* [What is being asked] If a line of the records contains the string "surface", copy it out.

Stored items from a collection
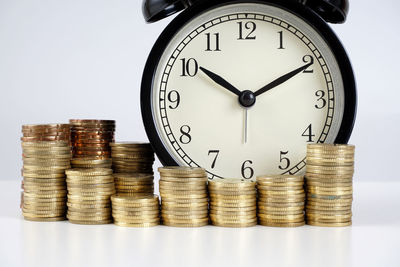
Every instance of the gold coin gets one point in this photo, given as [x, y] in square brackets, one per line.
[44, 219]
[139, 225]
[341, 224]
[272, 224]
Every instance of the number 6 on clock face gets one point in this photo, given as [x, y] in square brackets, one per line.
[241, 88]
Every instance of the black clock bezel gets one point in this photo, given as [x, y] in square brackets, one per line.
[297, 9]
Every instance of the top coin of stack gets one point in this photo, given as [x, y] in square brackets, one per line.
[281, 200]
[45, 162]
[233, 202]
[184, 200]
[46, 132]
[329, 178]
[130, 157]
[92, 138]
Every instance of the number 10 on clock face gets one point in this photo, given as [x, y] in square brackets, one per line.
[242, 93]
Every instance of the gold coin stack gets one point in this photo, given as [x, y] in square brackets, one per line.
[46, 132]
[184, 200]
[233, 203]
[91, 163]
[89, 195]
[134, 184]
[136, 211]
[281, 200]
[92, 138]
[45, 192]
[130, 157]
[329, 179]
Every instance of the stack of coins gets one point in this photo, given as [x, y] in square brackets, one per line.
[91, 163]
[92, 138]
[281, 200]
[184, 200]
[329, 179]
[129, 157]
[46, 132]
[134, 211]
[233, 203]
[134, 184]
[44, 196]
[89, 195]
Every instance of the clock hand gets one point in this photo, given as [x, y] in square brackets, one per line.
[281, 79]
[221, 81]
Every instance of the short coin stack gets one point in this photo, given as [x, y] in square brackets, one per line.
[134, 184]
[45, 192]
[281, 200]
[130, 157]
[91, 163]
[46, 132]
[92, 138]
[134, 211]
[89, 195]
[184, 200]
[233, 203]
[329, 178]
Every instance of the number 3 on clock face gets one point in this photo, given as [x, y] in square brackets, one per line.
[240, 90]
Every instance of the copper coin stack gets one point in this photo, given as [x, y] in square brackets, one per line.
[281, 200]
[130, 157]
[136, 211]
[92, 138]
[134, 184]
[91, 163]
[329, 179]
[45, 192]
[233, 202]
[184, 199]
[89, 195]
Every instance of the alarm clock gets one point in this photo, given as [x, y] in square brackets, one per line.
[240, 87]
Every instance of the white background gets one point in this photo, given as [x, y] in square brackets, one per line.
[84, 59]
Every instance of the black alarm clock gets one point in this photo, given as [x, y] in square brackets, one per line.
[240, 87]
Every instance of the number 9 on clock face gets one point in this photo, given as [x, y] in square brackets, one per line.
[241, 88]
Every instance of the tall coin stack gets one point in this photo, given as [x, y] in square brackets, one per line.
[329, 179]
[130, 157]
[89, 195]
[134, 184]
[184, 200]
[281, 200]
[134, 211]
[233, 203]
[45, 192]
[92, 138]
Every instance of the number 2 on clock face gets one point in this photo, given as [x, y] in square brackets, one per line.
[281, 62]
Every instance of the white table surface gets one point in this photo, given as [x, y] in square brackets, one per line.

==

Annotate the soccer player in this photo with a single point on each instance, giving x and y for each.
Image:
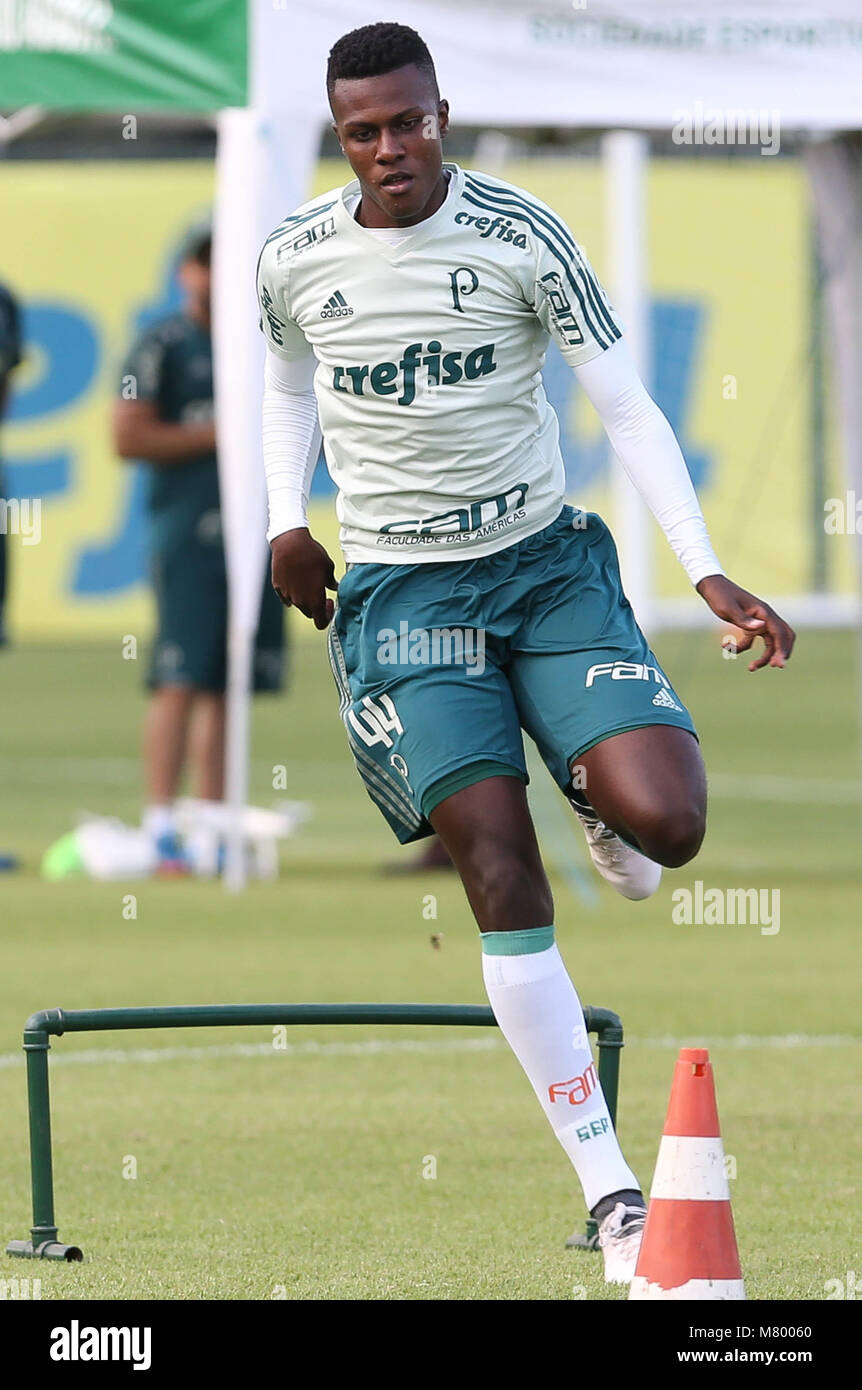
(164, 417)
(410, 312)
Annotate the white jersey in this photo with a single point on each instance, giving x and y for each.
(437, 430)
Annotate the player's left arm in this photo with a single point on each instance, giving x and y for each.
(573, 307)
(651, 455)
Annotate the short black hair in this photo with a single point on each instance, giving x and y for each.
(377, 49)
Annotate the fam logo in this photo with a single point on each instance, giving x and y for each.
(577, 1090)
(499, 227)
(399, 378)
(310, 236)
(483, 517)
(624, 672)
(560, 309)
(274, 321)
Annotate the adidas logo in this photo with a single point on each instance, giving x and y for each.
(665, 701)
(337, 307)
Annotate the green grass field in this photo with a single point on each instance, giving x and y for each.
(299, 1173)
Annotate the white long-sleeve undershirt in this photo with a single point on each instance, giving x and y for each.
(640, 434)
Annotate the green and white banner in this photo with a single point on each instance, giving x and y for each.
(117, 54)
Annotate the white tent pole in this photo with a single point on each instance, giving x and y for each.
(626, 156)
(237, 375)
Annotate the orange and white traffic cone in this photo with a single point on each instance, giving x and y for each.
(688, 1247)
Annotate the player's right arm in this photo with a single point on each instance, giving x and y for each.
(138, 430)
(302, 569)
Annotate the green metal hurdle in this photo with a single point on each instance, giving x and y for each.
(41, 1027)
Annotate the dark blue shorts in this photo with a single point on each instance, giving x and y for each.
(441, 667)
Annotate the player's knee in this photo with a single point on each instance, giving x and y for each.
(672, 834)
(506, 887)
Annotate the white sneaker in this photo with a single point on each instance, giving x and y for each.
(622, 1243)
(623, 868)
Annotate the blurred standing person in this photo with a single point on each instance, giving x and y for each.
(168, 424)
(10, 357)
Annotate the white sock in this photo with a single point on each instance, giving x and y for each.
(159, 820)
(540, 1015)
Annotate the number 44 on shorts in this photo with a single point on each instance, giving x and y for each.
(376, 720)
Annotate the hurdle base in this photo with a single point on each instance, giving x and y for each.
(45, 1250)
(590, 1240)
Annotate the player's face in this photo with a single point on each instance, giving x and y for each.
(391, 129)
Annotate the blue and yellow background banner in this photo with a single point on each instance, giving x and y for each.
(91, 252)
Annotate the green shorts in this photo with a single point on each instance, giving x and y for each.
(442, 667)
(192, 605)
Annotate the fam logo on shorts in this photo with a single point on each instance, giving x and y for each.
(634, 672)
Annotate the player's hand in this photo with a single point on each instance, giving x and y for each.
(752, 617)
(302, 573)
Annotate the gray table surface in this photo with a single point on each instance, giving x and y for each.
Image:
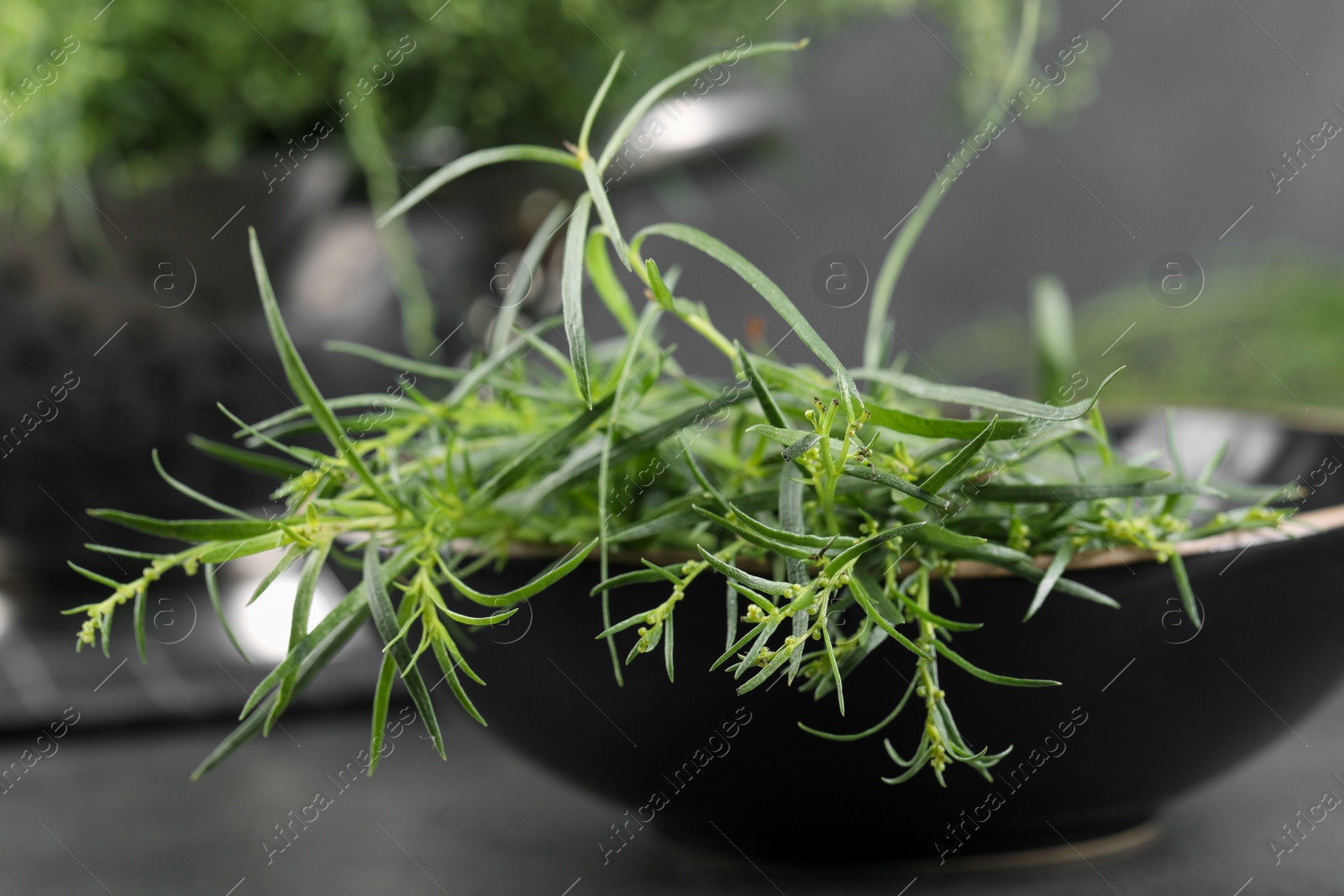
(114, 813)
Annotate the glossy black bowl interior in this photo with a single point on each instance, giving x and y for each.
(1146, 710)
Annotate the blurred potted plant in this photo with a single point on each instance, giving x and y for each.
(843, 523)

--

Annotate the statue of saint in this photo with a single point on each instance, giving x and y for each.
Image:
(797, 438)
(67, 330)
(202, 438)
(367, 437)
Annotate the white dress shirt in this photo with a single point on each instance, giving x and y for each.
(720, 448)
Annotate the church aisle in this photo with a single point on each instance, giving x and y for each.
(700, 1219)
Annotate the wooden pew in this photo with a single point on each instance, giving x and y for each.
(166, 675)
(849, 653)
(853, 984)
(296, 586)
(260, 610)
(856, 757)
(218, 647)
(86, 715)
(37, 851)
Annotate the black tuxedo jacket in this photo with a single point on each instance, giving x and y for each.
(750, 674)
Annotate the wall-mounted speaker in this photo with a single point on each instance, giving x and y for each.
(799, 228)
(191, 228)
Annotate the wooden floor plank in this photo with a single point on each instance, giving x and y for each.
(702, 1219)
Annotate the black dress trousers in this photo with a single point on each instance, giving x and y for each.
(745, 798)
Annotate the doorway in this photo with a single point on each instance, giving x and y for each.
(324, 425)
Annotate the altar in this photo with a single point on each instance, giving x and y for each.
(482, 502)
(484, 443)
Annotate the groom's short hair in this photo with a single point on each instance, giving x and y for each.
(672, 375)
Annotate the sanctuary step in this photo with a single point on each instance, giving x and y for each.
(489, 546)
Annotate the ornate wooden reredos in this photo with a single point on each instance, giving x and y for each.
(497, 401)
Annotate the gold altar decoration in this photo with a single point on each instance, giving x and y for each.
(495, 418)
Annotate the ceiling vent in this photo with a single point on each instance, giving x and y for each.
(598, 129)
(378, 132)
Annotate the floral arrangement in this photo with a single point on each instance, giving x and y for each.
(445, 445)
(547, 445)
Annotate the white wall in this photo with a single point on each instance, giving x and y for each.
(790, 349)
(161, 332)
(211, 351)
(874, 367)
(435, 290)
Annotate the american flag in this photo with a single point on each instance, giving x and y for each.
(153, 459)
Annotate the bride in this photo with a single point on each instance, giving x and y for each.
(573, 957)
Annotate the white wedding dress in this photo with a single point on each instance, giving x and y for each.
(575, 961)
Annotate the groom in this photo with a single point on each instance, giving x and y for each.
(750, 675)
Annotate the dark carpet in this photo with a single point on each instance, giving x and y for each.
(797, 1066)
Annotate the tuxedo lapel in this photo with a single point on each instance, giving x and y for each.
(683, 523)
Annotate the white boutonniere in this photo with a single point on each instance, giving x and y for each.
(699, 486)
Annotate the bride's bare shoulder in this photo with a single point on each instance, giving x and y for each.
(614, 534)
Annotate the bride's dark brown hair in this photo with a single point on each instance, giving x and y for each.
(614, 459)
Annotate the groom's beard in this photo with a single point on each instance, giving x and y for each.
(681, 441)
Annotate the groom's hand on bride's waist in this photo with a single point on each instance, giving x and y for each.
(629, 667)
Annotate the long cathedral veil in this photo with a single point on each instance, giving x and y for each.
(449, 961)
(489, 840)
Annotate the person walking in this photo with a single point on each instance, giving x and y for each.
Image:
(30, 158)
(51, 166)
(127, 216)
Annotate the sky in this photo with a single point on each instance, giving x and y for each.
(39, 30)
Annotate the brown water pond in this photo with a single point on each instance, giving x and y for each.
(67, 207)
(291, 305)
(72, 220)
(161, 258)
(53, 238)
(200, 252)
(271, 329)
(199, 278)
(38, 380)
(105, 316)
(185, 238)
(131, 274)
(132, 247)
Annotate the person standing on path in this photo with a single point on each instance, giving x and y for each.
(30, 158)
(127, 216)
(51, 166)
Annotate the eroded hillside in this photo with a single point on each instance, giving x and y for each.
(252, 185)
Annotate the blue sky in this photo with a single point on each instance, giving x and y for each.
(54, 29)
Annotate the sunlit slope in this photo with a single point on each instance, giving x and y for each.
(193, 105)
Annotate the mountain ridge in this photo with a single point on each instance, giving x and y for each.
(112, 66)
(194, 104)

* [Written answer]
Every instance of the white table surface gets one point in this photo, given as [x, y] in square brackets, one per line.
Annotate the gray table surface in this photo with a single point on each instance, giving x and y for each.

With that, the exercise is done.